Document section

The invention further involves a method involving the stretch orientation of the contact springs in the curvature zone to which the following consideration has led:
It is virtually impossible, during the curving of individual contact springs, to introduce into these a stretch orientation along the lines of a desired structural change. One might have in mind to carry out the stretch orientation on the solid-wall sheet-metal plate, from which the contact springs are stamped, prior to stamping. Such a possibility has been taken into consideration within the scope of the invention. However, in this construction, the material would be reduced in thickness in the contact spring zone, due to the stretching action. By previously forming the slots, one has, on the one hand, the stretch orientation under control, due to a corresponding proportioning of the clamping force exerted on the edge zones of the webs, and, on the other hand, the possibility of allowing the edge zones of the webs to slip between the clamping tools, following the curvature, so that there does not occur any undesirable wall thickness reduction of the sheet-metal material in the curvature zone.
In a preferred method for the production of the contact pin packages in the form of magazine strips, the recesses which would be necessary for the above-mentioned reasons in the case of U-shaped connection pieces on the basic pins are not required and one obtains magazine strips on which the basic pins are exposed at both ends so that they can be easily processed further, more especially be introduced in a simple manner with one end into a basic-pin reception carrier, in that appropriate slide-in tools are applied to the respective other end.

Recorded information

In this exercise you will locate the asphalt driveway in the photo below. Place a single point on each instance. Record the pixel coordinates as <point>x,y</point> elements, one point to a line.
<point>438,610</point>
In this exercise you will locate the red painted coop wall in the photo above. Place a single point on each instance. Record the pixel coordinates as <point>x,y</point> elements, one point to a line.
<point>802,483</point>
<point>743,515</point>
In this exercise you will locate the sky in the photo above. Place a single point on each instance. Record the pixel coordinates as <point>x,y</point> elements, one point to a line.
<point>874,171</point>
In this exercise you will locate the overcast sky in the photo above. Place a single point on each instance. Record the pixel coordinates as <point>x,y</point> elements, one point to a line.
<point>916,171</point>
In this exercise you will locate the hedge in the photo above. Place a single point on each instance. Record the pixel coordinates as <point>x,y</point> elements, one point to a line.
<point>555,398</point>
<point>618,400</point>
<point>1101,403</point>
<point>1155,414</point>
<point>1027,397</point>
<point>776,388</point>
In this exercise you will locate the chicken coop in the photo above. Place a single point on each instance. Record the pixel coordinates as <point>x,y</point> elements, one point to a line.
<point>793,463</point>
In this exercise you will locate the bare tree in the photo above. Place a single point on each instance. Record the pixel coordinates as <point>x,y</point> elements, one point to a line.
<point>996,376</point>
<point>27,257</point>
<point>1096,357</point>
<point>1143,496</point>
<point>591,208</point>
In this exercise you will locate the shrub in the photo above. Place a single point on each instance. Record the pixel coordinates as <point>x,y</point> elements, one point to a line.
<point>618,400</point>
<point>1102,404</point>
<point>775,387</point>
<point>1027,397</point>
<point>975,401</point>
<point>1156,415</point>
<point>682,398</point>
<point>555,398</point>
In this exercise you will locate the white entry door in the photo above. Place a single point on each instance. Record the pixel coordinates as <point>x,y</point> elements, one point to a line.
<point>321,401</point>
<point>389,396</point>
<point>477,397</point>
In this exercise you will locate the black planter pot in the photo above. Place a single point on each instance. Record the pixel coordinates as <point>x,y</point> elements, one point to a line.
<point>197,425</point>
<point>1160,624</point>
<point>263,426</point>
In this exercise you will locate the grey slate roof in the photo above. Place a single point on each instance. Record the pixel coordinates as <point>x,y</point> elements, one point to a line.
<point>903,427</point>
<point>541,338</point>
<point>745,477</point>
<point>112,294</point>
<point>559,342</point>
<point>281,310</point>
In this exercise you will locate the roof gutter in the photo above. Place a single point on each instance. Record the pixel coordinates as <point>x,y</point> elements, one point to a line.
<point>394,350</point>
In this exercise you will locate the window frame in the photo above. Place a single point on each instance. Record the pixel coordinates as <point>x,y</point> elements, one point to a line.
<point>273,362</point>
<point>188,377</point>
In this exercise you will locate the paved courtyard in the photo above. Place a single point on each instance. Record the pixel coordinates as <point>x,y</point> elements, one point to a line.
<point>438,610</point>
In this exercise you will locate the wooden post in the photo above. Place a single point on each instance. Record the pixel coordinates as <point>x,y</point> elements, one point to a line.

Directions for this task
In the contact spring passage, reproduce the text starting at "In a preferred" and ending at "respective other end.", substituting "carrier strips" for "magazine strips".

Exercise response
In a preferred method for the production of the contact pin packages in the form of carrier strips, the recesses which would be necessary for the above-mentioned reasons in the case of U-shaped connection pieces on the basic pins are not required and one obtains carrier strips on which the basic pins are exposed at both ends so that they can be easily processed further, more especially be introduced in a simple manner with one end into a basic-pin reception carrier, in that appropriate slide-in tools are applied to the respective other end.